• **Do this**: Please write out the listing below again, substituting "Exercise" for "Practice step" and leaving everything else unchanged. Omit the pictures from your answer.

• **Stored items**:
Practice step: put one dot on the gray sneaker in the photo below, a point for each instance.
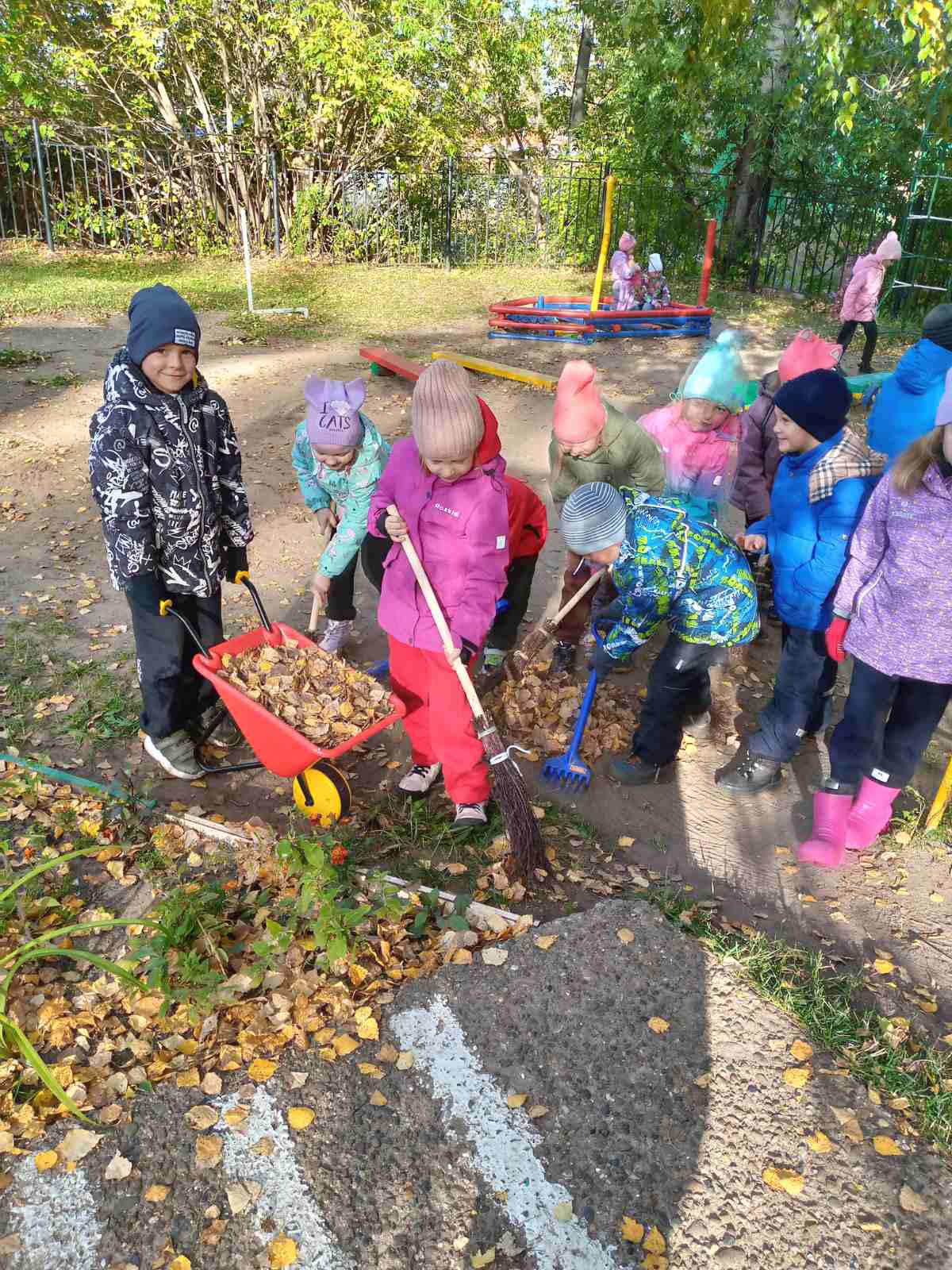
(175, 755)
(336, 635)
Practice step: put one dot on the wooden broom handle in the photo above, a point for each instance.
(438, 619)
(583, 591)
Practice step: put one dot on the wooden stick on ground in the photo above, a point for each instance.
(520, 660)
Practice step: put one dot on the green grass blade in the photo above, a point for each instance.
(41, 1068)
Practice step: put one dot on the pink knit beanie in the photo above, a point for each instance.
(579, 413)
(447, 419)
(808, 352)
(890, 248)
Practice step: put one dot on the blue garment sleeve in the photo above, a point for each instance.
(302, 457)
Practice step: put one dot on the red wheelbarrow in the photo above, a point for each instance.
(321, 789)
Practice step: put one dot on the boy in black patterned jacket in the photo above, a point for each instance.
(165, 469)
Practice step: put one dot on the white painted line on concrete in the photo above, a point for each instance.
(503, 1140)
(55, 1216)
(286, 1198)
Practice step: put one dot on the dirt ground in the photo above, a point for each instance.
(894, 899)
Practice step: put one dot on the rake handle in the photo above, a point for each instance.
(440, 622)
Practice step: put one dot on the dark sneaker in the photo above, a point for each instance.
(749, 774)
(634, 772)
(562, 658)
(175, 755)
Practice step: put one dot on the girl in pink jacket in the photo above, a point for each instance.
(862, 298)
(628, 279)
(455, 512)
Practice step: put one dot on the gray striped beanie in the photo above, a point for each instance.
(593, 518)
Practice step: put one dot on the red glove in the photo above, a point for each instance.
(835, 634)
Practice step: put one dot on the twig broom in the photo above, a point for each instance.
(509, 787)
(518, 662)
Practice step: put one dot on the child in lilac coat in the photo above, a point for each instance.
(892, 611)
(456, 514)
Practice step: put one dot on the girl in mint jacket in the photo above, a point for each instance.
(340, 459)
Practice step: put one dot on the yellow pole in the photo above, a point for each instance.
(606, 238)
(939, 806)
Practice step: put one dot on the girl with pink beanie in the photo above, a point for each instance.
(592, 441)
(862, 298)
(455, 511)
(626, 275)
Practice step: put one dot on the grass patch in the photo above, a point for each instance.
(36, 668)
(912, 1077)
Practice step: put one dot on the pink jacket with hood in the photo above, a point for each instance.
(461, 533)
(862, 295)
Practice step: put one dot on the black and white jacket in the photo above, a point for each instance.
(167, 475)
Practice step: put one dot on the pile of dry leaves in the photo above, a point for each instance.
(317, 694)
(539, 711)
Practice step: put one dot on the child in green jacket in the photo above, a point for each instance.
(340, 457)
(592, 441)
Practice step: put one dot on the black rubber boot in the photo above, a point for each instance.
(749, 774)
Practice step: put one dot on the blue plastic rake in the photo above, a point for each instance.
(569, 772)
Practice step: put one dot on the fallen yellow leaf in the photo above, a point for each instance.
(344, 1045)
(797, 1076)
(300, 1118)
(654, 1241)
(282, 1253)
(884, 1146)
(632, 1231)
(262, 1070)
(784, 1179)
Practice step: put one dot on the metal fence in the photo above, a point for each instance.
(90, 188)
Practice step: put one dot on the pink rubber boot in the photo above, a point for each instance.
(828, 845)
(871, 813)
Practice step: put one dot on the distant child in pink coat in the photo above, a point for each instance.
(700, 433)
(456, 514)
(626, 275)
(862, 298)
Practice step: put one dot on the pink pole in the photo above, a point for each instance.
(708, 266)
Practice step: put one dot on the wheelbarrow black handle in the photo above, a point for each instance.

• **Answer below**:
Exercise: put one dot on the gray sneaker in the photo below, a point for each instance.
(175, 755)
(336, 635)
Exercise: put one dot on the wooden broom handle in the photo above, a point for each instance.
(438, 619)
(583, 591)
Exercise: put one dot on the wooden stick on ground in the photo above, a point for each instance.
(520, 660)
Exercise: put one dot on the green grass blade in the photo above, a point for each instance.
(41, 1068)
Exercise: put one dot on the pink knit beanie in the photo above, a point for each instance.
(579, 413)
(447, 419)
(808, 352)
(890, 248)
Exercise: put one dot on the blue garment sleeve in the photo above, a point for each instance.
(302, 457)
Exercise: put one dot on the red wheelbarrow in the photo above, a point for each instance.
(321, 789)
Exercise: put one dot on the boy in black patterned jacket in the photo above, a point for each instance.
(165, 469)
Exercise: put one dot on the white painted line on concrete in the photo above, a point for each instance.
(503, 1140)
(55, 1216)
(286, 1198)
Exercise: put one dot on the dirt ground in the photo above, a point for each instance.
(894, 899)
Exercise: put one dot on the rake handle in the photo above, a point for each instance.
(440, 622)
Exercise: put one dot on the dark sneaker in the photo above, a point for each instance.
(749, 774)
(634, 772)
(562, 658)
(175, 755)
Exercise: put one dot on the girl in pink jacket in the photo above, a point for each instance.
(862, 298)
(628, 279)
(455, 512)
Exercise: put one dot on the gray striped beanie in the photo above, a point for each instance.
(593, 518)
Exercise: put one dot on the red glove in the photo above, a point for each instance.
(835, 634)
Exercise: put one dot on the twig broom in the photo above, a point for each instance.
(509, 787)
(518, 662)
Exercise: put one dot on the child in lilac coat in the photo above, a point for each instance.
(892, 611)
(456, 514)
Exercise: put one dot on the girl in mint jacket in the photo above, a point for each instance.
(340, 459)
Exercise: put one dot on the yellow pole in the photo above, a point for each instance.
(606, 238)
(939, 806)
Exercise: put one dot on the girl with pink beanie in the photo above, a point for each instance.
(592, 441)
(862, 298)
(455, 511)
(626, 275)
Exercise: put one dot on the grass patch in the photo above, a point for each instance.
(36, 668)
(912, 1077)
Exercise: put one dot on the pink jacket with hood in the photo above, a point for each instance.
(461, 533)
(862, 295)
Exercise: put one dot on the black and white jacket in the photo above, a point for each instance.
(167, 475)
Exercise: put one dot on the pile of dry leaves in the photo above, a point for each instance.
(317, 694)
(539, 711)
Exercise: put one dot on the child in green jacket in the photo above, a point for each instance.
(340, 457)
(592, 441)
Exercise: put one dot on the black rubber boot in the photo above, a point for each instance.
(749, 774)
Exercise: put one dot on the blue plastic rake in the photo above, a point for each instance.
(569, 772)
Exercise: put one dot on the fallen yellow leaf in the photo above, a point for each instance.
(344, 1045)
(797, 1076)
(300, 1118)
(654, 1241)
(282, 1253)
(884, 1146)
(632, 1231)
(262, 1070)
(784, 1179)
Exercise: put one dot on the metal fence in the photo above, a point for each instance.
(90, 188)
Exercise: put one dot on the pink rubber boot in the photo above, a point for each instance.
(828, 845)
(871, 813)
Exercise: put one dot on the distant child in pink coat in the photo above, a point for each instance.
(700, 433)
(456, 514)
(626, 275)
(862, 298)
Exercise: put one dot on the pink pole in the photo above, a point for each instance.
(708, 266)
Exercise: put one dot on the wheelbarrow black handle in the photo above, a point for each instance.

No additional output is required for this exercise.